YOUR GOAL
Reproduce every one of the following lines verbatim, leaving out the pictures.

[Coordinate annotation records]
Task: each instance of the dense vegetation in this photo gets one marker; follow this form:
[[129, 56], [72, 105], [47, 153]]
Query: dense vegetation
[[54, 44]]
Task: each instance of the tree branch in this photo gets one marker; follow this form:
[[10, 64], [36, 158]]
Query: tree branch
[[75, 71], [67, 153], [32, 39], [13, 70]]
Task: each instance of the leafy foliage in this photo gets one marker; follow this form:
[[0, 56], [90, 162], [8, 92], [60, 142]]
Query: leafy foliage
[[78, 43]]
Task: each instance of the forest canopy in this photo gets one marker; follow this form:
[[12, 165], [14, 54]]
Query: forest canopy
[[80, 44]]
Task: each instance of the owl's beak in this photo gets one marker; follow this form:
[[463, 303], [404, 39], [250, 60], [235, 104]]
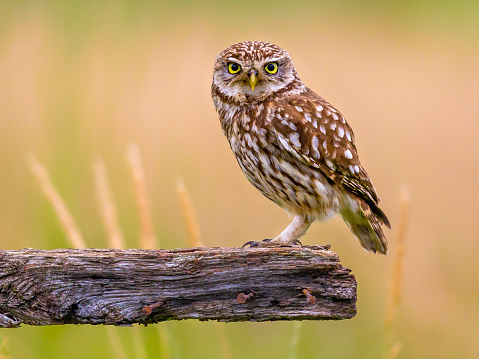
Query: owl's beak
[[252, 78]]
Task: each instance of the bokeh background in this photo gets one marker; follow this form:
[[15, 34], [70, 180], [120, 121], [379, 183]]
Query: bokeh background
[[81, 80]]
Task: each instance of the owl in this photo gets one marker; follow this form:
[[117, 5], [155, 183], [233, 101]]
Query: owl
[[292, 145]]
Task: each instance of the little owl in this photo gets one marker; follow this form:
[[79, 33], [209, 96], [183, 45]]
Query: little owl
[[292, 145]]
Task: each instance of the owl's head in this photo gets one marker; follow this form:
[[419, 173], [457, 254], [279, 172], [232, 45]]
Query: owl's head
[[251, 71]]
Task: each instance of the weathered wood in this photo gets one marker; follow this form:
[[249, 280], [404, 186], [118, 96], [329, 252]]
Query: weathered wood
[[122, 287]]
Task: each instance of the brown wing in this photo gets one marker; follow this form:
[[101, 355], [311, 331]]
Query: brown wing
[[317, 134]]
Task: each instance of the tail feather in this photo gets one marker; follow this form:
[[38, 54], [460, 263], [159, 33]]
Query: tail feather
[[365, 223]]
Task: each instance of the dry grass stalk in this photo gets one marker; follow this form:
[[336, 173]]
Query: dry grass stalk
[[107, 206], [225, 348], [391, 349], [115, 240], [194, 233], [147, 235], [66, 219]]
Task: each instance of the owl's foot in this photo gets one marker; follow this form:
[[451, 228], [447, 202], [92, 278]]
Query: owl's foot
[[268, 242]]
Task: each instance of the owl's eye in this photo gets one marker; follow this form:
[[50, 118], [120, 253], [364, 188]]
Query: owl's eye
[[271, 68], [233, 68]]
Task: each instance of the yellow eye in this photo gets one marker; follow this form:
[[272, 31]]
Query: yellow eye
[[271, 68], [233, 68]]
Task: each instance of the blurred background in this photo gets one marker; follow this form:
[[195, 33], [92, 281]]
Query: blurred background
[[81, 80]]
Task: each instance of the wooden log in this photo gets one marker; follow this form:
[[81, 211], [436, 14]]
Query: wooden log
[[123, 287]]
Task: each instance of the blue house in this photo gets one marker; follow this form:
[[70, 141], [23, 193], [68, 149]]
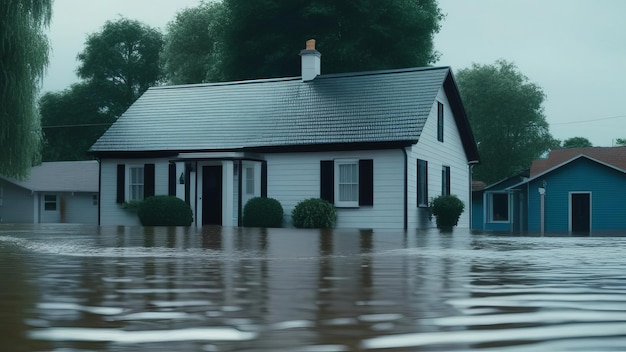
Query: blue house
[[583, 191]]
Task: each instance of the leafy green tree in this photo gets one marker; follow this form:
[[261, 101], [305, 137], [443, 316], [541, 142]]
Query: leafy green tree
[[73, 120], [576, 142], [121, 62], [191, 51], [23, 59], [263, 38], [506, 114]]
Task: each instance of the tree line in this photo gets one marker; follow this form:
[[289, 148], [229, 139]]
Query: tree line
[[236, 40]]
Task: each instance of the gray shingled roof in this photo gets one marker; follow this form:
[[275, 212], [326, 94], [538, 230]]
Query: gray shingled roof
[[61, 176], [380, 106]]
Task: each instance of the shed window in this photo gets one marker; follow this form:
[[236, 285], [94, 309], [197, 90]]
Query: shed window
[[498, 207], [50, 202], [249, 180], [347, 185]]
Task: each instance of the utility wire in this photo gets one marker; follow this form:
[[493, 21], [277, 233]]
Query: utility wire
[[79, 125], [585, 121]]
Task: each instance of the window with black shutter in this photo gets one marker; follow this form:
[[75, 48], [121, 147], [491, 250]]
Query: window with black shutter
[[347, 182]]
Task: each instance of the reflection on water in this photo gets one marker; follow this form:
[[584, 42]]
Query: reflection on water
[[74, 288]]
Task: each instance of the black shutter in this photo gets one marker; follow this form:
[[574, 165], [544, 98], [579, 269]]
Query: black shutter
[[121, 183], [148, 180], [171, 187], [447, 180], [366, 182], [327, 180], [264, 179]]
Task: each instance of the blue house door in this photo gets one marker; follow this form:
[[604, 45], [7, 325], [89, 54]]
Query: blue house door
[[581, 212], [212, 195]]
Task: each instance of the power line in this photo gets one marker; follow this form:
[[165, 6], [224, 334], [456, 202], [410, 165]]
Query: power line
[[78, 125], [591, 120]]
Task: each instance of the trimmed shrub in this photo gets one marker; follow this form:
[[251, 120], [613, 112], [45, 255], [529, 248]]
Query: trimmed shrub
[[164, 211], [447, 210], [314, 213], [262, 212]]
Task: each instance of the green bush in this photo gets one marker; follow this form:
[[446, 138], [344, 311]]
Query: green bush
[[314, 213], [447, 210], [262, 212], [164, 211]]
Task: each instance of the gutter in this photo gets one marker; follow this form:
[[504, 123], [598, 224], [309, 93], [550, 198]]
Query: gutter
[[406, 189]]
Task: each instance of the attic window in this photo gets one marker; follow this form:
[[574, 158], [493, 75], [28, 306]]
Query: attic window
[[439, 121]]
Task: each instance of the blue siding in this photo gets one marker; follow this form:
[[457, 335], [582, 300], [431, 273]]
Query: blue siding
[[477, 210], [608, 193]]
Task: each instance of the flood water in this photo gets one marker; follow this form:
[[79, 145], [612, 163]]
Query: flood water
[[76, 288]]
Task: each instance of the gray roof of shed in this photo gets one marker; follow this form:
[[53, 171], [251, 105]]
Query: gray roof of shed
[[365, 107], [61, 176]]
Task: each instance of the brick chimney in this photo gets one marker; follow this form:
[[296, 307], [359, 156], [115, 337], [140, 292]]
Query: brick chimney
[[311, 61]]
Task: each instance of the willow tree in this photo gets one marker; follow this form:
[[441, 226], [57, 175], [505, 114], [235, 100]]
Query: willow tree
[[23, 59], [506, 114]]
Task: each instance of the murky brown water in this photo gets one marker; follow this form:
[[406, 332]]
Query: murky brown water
[[73, 288]]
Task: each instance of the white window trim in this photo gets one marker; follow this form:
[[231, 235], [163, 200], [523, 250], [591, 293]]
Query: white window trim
[[338, 202], [129, 169], [490, 208]]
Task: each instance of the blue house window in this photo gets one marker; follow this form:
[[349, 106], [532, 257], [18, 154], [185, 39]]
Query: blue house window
[[498, 207], [422, 183]]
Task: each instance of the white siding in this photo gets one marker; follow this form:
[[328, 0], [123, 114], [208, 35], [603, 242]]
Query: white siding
[[17, 204], [293, 177], [80, 208], [438, 154], [112, 213]]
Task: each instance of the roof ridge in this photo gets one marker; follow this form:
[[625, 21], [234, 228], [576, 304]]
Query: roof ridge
[[294, 78], [385, 71]]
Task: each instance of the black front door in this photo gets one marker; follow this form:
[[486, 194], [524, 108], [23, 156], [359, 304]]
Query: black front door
[[581, 213], [212, 195]]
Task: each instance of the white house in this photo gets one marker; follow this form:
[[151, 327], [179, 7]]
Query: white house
[[54, 192], [378, 144]]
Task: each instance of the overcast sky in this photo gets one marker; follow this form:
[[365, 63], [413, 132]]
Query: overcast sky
[[573, 49]]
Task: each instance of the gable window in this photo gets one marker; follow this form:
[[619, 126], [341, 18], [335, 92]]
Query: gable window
[[439, 122], [135, 183], [50, 202], [498, 207], [347, 182], [445, 180], [422, 183]]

WRITTEN SOLUTION
Task: each instance of the dense vegetation in this photo gets one marker; follow this form:
[[129, 56], [72, 105], [47, 153]]
Query: dense vegetation
[[54, 44]]
Task: each instance of the tree branch in this photo gets one marker; follow this form:
[[10, 64], [36, 158]]
Query: tree branch
[[75, 71], [67, 153], [32, 39], [13, 70]]
Task: each instance of the leafy foliage in this photo gets one marker; follow this form:
[[0, 56], [90, 162], [8, 92], [60, 142]]
Query: leafy foliage
[[78, 43]]
Task: each instance of the forest canopy in this photo gets one marker; follow this form:
[[12, 165], [14, 54]]
Query: forest canopy
[[80, 44]]
Task: each instance of the owl's beak in this photo gets one marker; follow this form:
[[463, 303], [404, 39], [250, 60], [235, 104]]
Query: owl's beak
[[252, 78]]
Task: each instance of the bokeh background in this photo gets one marker; follow this form:
[[15, 34], [70, 180], [120, 121], [379, 183]]
Query: bokeh background
[[81, 80]]
Task: each instance of the owl in this photo gets one marker; follow this form:
[[117, 5], [155, 183], [233, 101]]
Query: owl
[[292, 145]]
Task: each instance of the little owl in this photo gets one marker; follow this form:
[[79, 33], [209, 96], [183, 45]]
Query: little owl
[[292, 145]]
Task: each instance of the owl's head in this photo gets one marker; follow this form:
[[419, 173], [457, 254], [279, 172], [232, 45]]
Query: owl's head
[[251, 71]]
Task: each instance of the weathered wood in this photo gets one marker; follow this form:
[[249, 280], [404, 186], [118, 96], [329, 252]]
Query: weathered wood
[[122, 287]]
Task: each instance of the brown wing in this photo gets one marker; follow this form:
[[101, 355], [311, 331]]
Query: brown wing
[[317, 134]]
Task: each instance of the tail feather in this photo gets one marker; follow this form:
[[38, 54], [460, 263], [159, 33]]
Query: tail feather
[[365, 223]]
Task: each instance of the dry grass stalk in this photo gets one marker; follow this form:
[[336, 173]]
Query: dry grass stalk
[[107, 206], [225, 348], [391, 349], [115, 240], [194, 233], [147, 235], [66, 219]]
Task: each instance of the owl's foot in this photo gets one marker; follow this form:
[[451, 228], [447, 202], [92, 278]]
Query: owl's foot
[[268, 242]]
Task: each instance of the owl's eye in this photo gets one marker; follow this form:
[[50, 118], [120, 253], [364, 188]]
Query: owl's eye
[[271, 68], [233, 68]]
Task: each instance of the yellow eye in this photo gets one marker; follow this form:
[[272, 31]]
Query: yellow eye
[[271, 68], [233, 68]]
Task: each instance of the blurred background in this photo gets one marker; follow this form:
[[195, 33], [92, 281]]
Query: blurred background
[[81, 80]]
Task: each instance of the wooden log in this photo gets one marker; follow this form:
[[81, 211], [436, 14]]
Query: wooden log
[[123, 287]]
Task: each instance of the blue house in this photo gets one marker; follow this form:
[[70, 141], [23, 193], [68, 149]]
Query: blue house
[[583, 191]]
Task: each instance of the leafy green tree in this photo gets one marker; follow this form:
[[261, 101], [305, 137], [443, 316], [541, 142]]
Query: leafy green tree
[[73, 120], [576, 142], [121, 62], [191, 51], [23, 59], [263, 38], [506, 114]]
Task: each instance of the tree line in this photo gets one marker; follow this form:
[[289, 148], [229, 139]]
Query: tree line
[[236, 40]]
Task: each instance of the gray shingled roof in this photo gets one marker; follow this form:
[[275, 212], [326, 94], [538, 230]]
Query: gray shingled roof
[[61, 176], [380, 106]]
Task: each instance of the shed window in this photo gets one marker; follow this form:
[[236, 285], [94, 309], [197, 90]]
Query: shed window
[[498, 207], [50, 202], [249, 180], [347, 185]]
Task: each instance of the utility wire in this photo gets one marker; follow this form:
[[493, 21], [277, 233]]
Query: utility wire
[[79, 125], [585, 121]]
Task: each instance of the window with black shutter in this photo gets one marker; follow this form:
[[75, 48], [121, 147], [491, 250]]
Query: window with black shutter
[[347, 182]]
Task: each instance of the reflection on water in this photo gets one marker; follow this form:
[[584, 42]]
Query: reflection on water
[[74, 288]]
Task: each instance of the black shutter in this photo gets one marker; follow this form:
[[574, 165], [544, 98], [579, 269]]
Query: black shutter
[[121, 183], [148, 180], [171, 187], [447, 180], [366, 182], [327, 180], [264, 179]]
Task: each instance of the blue house door in this photo gets one marker; follow this form:
[[604, 45], [7, 325], [89, 54]]
Query: blue house door
[[581, 212], [212, 195]]
Task: each instance of the power line in this photo gets one marker; follow this form:
[[165, 6], [224, 334], [456, 202], [410, 165]]
Query: power line
[[78, 125], [591, 120]]
Task: each instance of the trimmed shrub in this photo gets one marker; follow this form:
[[251, 120], [613, 112], [45, 255], [529, 248]]
Query: trimmed shrub
[[164, 211], [447, 210], [314, 213], [262, 212]]
Task: each instance of the green bush in this photo gets one marker; follow this form:
[[446, 138], [344, 311]]
Query: green bush
[[314, 213], [447, 210], [262, 212], [164, 211]]
Task: each instance of the gutter in this photo gets one marker; follow this form:
[[504, 123], [598, 224], [309, 93], [550, 198]]
Query: gutter
[[406, 189]]
Task: each instance of the attic window in this photo gets one marker; follow this form:
[[574, 158], [493, 75], [28, 306]]
Query: attic window
[[439, 121]]
Task: each instance of the blue siding in this photo gets one marker; follow this form:
[[457, 335], [582, 300], [431, 273]]
Query: blue siding
[[477, 210], [608, 193]]
Task: each instance of the flood water in this photo gets one marker; follow this form:
[[79, 145], [612, 163]]
Query: flood water
[[76, 288]]
Task: each instance of the gray roof of shed in this photo gets one marker; follow this form:
[[53, 171], [251, 105]]
Query: gray roof of shed
[[365, 107], [61, 176]]
Task: each instance of the brick chimney in this photo gets one marker; follow this form:
[[296, 307], [359, 156], [115, 337], [140, 292]]
Query: brick chimney
[[311, 61]]
Task: each instance of the willow tree in this photo gets one marker; follow this form:
[[441, 226], [57, 175], [505, 114], [235, 100]]
Query: willow tree
[[23, 59], [506, 114]]
Task: each instance of the murky brown water in this photo gets one marker; follow this form:
[[406, 332]]
Query: murky brown water
[[73, 288]]
Task: each instance of the white window trim in this photo gets one marker; follow this form:
[[231, 235], [163, 200], [523, 250], [591, 293]]
Query: white window trim
[[338, 202], [129, 169], [490, 208]]
Task: each instance of the blue house window in this photo gets one marker; follow this form:
[[349, 106], [532, 257], [18, 154], [185, 39]]
Query: blue house window
[[498, 207], [422, 183]]
Task: each instance of the white siding in this photo gets one marker; follow this form:
[[328, 0], [123, 114], [208, 35], [603, 242]]
Query: white siding
[[17, 204], [293, 177], [80, 208], [438, 154], [112, 213]]
Task: each instance of the roof ridge in this photo gets one marker; follow this form:
[[625, 21], [234, 228], [576, 304]]
Query: roof ridge
[[294, 78], [385, 71]]
Task: each instance of the black front door in this photo gets one marker; follow this form:
[[486, 194], [524, 108], [23, 156], [359, 304]]
Query: black front door
[[581, 213], [212, 195]]
Task: each instance of the white house in this photo gets one marker; follow this form:
[[151, 327], [179, 7]]
Query: white house
[[54, 192], [378, 144]]
Task: each instance of the overcast sky in this photo gets one marker; follow this form:
[[365, 63], [413, 132]]
Query: overcast sky
[[573, 49]]
Task: each instance of the gable window in this photo gets one marker; follow this form:
[[619, 126], [341, 18], [335, 92]]
Query: gable window
[[439, 122], [135, 183], [50, 202], [498, 207], [347, 182], [445, 180], [422, 183]]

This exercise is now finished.